Provided data:
________
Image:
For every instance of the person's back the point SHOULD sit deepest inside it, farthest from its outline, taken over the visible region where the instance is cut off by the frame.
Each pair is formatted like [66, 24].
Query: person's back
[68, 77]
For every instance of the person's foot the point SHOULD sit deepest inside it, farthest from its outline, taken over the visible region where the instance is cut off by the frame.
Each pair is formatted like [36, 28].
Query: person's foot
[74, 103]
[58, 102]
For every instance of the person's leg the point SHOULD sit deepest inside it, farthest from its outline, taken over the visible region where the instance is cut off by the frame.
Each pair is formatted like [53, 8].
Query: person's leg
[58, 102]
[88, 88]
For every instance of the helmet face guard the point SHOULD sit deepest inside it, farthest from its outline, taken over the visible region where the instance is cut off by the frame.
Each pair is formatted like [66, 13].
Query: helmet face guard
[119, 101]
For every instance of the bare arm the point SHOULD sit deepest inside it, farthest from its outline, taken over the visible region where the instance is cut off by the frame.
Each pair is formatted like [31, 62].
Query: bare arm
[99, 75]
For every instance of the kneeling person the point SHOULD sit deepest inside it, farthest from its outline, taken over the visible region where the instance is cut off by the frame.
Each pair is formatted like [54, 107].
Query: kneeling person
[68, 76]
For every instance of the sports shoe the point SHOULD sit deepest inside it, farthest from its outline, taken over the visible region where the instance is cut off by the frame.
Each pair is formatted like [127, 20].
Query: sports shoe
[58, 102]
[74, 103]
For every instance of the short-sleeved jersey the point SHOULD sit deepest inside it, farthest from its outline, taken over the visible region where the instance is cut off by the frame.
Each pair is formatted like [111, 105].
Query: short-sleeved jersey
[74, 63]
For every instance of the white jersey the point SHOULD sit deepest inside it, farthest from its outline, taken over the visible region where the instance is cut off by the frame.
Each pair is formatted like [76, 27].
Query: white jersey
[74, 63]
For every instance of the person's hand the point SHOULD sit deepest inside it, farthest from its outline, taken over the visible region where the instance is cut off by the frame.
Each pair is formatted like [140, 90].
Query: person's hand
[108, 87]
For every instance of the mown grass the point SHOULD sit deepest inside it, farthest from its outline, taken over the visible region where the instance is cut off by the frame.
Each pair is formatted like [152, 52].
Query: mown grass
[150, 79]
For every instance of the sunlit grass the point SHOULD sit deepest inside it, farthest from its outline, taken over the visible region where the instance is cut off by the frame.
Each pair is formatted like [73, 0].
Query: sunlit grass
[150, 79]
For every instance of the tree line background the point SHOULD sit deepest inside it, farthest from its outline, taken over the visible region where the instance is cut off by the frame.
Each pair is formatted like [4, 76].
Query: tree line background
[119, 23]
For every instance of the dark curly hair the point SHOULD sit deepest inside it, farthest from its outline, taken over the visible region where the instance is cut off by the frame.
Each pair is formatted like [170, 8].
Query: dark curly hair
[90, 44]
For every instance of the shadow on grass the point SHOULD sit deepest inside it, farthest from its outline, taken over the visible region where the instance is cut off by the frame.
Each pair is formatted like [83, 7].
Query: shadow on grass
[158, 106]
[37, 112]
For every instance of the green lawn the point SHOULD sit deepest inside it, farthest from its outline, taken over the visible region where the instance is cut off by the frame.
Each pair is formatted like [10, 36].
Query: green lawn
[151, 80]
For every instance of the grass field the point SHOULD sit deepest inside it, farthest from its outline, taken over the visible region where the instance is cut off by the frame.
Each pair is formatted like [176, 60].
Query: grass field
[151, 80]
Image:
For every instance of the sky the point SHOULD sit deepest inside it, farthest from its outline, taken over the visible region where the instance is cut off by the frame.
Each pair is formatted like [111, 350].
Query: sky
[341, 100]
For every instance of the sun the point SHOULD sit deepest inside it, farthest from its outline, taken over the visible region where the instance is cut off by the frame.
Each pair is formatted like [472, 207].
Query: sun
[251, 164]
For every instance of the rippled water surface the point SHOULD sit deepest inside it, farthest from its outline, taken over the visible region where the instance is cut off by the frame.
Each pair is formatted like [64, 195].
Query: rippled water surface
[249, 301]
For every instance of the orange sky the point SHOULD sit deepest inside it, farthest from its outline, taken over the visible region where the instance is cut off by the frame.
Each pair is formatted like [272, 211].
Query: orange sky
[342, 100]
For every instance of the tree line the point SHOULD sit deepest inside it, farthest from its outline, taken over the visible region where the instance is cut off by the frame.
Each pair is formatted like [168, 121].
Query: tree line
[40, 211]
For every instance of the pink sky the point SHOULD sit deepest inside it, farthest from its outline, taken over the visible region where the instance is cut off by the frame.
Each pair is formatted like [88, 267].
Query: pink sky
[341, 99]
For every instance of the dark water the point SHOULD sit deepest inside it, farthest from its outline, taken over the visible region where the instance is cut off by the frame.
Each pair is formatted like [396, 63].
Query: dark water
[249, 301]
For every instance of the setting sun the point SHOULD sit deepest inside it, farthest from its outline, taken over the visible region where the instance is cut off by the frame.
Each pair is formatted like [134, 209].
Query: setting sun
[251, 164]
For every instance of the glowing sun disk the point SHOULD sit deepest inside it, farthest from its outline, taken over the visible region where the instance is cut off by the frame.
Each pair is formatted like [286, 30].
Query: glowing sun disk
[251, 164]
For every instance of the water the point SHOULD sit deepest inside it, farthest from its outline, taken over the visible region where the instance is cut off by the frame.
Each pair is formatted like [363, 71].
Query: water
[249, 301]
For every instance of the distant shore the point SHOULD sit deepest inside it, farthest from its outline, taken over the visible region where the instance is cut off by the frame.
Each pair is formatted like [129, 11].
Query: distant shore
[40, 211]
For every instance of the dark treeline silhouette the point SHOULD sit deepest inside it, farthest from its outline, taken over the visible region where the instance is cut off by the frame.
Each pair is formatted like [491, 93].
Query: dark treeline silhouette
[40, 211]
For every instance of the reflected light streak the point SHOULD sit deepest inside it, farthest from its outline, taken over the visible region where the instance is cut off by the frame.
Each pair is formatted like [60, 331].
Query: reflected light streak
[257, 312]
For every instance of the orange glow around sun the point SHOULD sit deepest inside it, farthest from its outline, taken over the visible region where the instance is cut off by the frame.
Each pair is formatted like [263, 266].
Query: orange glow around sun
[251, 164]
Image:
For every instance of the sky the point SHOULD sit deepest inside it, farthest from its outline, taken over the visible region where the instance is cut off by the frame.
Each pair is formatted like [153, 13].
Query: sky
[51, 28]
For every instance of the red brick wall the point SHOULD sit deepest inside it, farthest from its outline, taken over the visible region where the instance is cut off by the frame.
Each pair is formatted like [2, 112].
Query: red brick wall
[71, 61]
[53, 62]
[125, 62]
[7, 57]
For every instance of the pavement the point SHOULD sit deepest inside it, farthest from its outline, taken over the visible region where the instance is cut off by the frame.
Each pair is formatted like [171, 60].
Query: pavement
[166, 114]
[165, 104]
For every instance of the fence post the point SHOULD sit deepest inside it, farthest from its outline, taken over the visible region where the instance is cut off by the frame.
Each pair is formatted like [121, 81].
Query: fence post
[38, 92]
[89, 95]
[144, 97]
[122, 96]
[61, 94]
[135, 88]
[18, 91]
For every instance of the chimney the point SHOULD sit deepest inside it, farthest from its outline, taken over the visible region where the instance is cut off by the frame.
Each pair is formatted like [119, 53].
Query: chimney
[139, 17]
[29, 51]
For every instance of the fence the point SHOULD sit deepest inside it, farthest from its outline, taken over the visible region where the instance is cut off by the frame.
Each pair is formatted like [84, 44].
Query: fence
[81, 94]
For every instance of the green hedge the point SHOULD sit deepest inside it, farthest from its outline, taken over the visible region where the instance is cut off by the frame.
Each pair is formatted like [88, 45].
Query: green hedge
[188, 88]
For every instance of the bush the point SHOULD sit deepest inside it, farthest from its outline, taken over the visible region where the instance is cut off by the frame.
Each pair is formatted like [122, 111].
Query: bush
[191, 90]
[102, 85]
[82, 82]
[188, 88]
________
Exercise objective:
Above are the entries. Quote exactly the lines from the one bearing "For every instance of the red" through the one bearing "Each pair is formatted like [121, 81].".

Task answer:
For every instance of the red brick wall the point SHOULD sit deepest inside it, farthest from its outline, taken over the visible region where the instance is cut off by the frame.
Each pair is formatted like [2, 112].
Query: red brick wall
[71, 61]
[53, 62]
[125, 62]
[7, 57]
For every instance of the pavement the point SHOULD sit deepest inside it, farthest from its outline, taken over the visible region where the instance is cut off by the frame.
Each pair is formatted like [171, 60].
Query: pavement
[166, 114]
[165, 104]
For every instance of the fence post the point SHOULD sit deepest inside it, farthest from its outline, taken over the visible region where the instance is cut off by the frame.
Each pair is formatted like [121, 81].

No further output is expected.